These consolidated causes were instituted for the purpose of recovering on two fire policies of $600 each. The chancellor entered decrees for the face value of the policies, with interest and twenty-five per cent. penalties. The Court of Appeals affirmed in all respects, except as to the penalties. Both parties filed petitions for writs of certiorari.
Complainants, Charles E. Daugherty and wife, negroes, on March 27, 1928, purchased the property involved, located in Memphis, from Dan Whitney for $1,850. They made a small cash payment and executed monthly notes for the balance, secured by a deed to the property executed to Digel and Johnson, trustees.
In the fall of 1930, Daugherty and wife procured the two policies in suit, insuring the eight-room dwelling on this property for three years. Just after these policies were issued, Whitney negotiated these notes to Tindall, who owned those that were unpaid at the time of the fire on January 16, 1933; the balance due on the notes being $495.
The only defense interposed was that the transfer of these notes operated as a transfer of the title to the *Page 302 property in violation of the provisions of the policies, to support which counsel cite Phoenix Mutual Life Ins. Co. v.AEtna Ins. Co., 166 Tenn. 126, 59 S.W.2d 517. In that case title to the property was transferred without notice to the insurer. In this case the title to the property was never transferred, and the policies contained the usual mortgage clauses: "Loss or damage, if any, under this policy, shall be payable to George M. Digel and J.H. Johnson, Trustees, as interest may appear."

#### EXTRACTED ENTRIES

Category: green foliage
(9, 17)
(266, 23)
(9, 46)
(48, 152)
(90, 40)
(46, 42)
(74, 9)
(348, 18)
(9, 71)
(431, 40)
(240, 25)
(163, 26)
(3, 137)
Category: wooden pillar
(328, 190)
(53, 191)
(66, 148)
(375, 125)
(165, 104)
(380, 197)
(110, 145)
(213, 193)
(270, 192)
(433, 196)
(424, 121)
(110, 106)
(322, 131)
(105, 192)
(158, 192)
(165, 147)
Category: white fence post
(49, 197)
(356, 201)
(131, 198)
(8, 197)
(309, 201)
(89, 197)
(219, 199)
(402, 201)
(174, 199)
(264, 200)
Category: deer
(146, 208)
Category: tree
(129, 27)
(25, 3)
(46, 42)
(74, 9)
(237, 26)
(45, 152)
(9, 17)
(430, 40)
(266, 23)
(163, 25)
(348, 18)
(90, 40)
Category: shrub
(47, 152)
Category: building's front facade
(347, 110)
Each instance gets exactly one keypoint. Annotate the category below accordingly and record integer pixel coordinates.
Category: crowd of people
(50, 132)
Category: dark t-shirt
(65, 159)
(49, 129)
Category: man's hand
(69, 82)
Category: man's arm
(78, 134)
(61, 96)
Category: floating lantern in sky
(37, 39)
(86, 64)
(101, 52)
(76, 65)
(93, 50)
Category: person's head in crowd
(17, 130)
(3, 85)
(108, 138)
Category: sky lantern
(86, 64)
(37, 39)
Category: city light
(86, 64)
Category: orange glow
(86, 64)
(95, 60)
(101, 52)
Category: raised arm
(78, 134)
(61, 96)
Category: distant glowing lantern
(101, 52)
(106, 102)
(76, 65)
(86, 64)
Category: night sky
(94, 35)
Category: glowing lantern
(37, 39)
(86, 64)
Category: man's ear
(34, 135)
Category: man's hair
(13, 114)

#### INSTRUCTIONS TO FOLLOW
List every person named in the fire insurance case text above, giving each name as it appears there.

#### EXERCISE ANSWER
Charles E. Daugherty
Dan Whitney
George M. Digel
J.H. Johnson
Tindall